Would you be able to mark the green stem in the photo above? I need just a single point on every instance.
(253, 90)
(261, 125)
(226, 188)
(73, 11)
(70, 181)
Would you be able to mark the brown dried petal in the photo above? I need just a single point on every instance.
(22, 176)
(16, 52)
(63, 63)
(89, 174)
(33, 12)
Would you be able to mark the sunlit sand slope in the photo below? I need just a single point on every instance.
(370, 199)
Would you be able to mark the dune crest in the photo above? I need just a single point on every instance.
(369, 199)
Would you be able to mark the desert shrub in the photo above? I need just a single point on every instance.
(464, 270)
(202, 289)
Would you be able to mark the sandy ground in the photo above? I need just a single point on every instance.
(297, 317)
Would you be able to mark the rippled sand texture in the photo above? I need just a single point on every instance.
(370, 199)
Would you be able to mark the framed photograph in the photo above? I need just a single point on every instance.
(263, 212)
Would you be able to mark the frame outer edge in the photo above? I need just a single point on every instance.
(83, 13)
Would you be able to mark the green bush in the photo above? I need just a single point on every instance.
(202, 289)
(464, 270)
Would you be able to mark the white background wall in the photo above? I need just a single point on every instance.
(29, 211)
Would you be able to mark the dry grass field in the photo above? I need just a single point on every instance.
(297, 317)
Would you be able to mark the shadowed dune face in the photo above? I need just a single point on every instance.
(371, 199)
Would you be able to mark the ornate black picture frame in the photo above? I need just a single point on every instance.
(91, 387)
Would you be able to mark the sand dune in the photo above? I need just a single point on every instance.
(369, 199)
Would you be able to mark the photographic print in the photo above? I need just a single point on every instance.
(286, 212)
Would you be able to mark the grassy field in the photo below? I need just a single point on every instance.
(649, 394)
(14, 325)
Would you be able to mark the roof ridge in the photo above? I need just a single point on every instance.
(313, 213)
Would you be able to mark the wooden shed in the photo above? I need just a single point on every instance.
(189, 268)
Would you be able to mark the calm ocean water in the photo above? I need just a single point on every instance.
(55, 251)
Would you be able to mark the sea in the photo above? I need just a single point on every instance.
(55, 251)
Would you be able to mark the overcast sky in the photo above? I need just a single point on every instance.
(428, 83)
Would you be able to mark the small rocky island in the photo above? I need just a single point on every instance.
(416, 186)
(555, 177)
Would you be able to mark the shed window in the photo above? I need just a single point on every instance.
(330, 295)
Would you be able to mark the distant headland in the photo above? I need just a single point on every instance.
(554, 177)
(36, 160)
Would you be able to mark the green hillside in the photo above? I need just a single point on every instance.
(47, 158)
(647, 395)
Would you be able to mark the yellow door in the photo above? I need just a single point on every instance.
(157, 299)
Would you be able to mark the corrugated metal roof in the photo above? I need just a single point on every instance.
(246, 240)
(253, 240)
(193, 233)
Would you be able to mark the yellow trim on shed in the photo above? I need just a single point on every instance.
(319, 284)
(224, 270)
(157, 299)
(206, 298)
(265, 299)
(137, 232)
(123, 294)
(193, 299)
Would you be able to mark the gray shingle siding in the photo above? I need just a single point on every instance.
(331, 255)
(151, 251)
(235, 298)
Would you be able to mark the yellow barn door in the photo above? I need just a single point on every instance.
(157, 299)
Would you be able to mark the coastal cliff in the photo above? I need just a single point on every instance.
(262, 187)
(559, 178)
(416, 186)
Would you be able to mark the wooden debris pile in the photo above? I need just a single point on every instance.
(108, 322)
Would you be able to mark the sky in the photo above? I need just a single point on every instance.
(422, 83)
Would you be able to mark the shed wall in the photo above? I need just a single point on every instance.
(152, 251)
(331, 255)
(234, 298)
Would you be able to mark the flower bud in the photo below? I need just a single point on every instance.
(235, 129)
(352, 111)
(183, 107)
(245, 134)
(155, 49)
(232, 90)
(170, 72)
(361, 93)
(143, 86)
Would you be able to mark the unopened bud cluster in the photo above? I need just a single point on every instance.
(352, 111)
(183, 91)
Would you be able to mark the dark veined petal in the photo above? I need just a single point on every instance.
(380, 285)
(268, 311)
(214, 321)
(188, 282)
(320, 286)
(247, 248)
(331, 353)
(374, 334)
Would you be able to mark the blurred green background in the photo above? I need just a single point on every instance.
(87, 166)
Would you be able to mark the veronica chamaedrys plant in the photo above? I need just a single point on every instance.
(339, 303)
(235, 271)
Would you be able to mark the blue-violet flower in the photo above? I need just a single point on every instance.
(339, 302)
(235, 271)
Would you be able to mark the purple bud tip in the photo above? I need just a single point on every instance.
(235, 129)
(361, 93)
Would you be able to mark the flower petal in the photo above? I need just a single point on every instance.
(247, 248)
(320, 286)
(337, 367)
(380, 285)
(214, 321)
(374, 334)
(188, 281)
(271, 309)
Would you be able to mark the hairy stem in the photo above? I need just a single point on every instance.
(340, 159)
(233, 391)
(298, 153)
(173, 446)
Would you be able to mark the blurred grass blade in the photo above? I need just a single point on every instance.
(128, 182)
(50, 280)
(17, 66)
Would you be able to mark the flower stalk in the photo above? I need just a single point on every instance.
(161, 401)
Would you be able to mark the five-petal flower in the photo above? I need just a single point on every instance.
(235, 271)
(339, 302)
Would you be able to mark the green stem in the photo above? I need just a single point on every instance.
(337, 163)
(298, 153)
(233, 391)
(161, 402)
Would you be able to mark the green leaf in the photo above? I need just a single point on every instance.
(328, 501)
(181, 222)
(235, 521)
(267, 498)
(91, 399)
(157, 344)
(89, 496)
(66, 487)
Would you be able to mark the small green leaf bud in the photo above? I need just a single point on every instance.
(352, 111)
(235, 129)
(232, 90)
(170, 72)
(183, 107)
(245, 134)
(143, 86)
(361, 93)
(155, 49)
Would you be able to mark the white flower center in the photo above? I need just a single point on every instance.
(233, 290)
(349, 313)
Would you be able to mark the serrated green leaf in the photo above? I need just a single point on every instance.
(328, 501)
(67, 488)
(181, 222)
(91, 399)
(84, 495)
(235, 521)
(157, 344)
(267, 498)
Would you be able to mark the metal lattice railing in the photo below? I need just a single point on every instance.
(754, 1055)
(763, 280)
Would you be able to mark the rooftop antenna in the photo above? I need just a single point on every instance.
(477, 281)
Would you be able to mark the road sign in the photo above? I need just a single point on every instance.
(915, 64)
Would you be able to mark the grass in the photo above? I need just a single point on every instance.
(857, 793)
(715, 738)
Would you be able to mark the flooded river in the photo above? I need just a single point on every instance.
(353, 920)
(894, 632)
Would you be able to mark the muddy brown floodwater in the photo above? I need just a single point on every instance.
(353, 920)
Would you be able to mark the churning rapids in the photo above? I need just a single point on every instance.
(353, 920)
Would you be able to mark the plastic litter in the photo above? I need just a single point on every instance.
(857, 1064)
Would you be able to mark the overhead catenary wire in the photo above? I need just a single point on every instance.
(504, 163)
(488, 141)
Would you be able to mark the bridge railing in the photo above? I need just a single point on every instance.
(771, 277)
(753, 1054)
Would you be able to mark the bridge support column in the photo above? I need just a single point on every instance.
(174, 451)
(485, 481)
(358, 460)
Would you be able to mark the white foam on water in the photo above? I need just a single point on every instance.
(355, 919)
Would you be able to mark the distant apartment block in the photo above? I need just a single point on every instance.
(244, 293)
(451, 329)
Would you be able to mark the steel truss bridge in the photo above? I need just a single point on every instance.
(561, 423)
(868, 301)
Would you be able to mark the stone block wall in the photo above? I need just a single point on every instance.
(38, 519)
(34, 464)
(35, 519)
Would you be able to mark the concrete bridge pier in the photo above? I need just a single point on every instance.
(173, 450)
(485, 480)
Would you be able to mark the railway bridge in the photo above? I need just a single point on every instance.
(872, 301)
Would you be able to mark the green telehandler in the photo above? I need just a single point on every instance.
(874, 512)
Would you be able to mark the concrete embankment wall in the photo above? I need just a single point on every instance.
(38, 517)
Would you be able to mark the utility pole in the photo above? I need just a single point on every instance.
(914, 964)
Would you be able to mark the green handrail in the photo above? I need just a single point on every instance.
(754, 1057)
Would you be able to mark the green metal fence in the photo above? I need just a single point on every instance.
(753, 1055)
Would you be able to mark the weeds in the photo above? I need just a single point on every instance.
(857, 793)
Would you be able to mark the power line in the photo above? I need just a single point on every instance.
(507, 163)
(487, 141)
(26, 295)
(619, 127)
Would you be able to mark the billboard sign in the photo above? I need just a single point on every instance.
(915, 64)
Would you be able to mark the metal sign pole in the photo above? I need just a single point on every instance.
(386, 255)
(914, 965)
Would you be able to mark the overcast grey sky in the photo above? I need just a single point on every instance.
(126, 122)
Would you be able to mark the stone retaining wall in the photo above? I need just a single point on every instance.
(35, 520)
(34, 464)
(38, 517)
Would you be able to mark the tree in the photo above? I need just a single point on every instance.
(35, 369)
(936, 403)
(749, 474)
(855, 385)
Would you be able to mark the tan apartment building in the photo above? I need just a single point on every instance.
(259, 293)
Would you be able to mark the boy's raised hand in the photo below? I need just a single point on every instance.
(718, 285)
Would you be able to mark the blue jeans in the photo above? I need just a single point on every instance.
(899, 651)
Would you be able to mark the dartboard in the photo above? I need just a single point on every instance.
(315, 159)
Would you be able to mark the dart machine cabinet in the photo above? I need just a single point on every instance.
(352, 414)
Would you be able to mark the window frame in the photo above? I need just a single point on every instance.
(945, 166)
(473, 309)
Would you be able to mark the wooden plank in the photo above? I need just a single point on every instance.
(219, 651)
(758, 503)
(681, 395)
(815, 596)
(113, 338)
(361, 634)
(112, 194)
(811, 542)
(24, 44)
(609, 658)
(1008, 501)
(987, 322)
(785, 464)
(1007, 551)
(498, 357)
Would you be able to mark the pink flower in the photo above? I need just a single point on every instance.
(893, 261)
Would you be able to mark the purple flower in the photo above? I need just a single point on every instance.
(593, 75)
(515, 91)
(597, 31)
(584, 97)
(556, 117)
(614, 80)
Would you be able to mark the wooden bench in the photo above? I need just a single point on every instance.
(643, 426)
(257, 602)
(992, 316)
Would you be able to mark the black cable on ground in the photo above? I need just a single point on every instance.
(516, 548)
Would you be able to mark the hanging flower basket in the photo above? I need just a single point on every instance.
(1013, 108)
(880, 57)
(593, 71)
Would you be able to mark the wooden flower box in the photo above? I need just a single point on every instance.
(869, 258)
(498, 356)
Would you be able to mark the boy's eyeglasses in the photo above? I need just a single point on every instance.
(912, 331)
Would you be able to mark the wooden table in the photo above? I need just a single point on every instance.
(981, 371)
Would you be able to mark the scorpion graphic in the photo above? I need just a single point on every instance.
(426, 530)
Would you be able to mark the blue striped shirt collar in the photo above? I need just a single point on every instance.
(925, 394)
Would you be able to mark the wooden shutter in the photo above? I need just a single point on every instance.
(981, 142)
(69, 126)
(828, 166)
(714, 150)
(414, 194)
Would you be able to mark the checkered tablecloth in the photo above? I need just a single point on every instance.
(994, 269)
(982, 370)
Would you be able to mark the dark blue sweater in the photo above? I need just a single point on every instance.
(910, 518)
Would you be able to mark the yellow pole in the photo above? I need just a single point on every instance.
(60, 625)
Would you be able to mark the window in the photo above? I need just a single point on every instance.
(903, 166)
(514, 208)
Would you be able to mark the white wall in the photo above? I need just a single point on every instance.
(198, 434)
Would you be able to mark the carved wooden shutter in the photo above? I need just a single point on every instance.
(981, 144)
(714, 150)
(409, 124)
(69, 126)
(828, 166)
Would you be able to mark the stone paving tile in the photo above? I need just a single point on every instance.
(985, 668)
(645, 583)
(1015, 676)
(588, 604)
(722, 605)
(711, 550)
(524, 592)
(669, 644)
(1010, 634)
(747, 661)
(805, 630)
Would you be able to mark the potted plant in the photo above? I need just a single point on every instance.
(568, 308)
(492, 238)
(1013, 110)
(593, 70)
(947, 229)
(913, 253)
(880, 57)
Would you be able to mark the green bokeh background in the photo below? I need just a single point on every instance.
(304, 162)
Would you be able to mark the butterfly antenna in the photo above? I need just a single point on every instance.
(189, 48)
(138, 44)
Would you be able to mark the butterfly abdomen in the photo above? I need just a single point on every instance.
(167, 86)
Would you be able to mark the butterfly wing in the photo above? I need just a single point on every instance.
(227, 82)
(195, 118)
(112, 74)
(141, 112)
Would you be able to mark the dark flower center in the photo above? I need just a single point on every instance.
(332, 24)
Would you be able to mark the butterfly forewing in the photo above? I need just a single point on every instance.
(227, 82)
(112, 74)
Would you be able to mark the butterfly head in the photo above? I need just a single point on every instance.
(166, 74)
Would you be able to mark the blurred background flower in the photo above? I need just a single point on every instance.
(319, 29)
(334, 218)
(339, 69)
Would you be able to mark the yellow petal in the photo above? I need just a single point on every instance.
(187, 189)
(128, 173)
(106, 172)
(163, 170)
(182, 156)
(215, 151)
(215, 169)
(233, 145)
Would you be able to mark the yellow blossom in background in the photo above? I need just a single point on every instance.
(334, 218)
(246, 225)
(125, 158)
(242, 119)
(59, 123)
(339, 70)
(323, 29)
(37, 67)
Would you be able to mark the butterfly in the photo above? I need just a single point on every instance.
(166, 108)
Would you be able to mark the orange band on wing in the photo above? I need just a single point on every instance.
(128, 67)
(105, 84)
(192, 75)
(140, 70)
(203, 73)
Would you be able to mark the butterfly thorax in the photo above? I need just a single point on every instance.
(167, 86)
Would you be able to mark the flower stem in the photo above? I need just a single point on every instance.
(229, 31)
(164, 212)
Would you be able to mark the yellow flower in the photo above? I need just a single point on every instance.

──────

**Work instruction**. After finding the line that contains "Would you be able to mark the butterfly thorax" in the records above, copy that line and each one after it exactly, through the final line.

**Solution to this task**.
Would you be able to mark the butterfly thorax in the photo above? I need just a single point on every instance.
(167, 86)
Would you be able to mark the flower stem in the photo above? I need just a single point on every instance.
(229, 31)
(164, 212)
Would you be able to mark the yellow flower in the photo above? I need just a single point on every instance.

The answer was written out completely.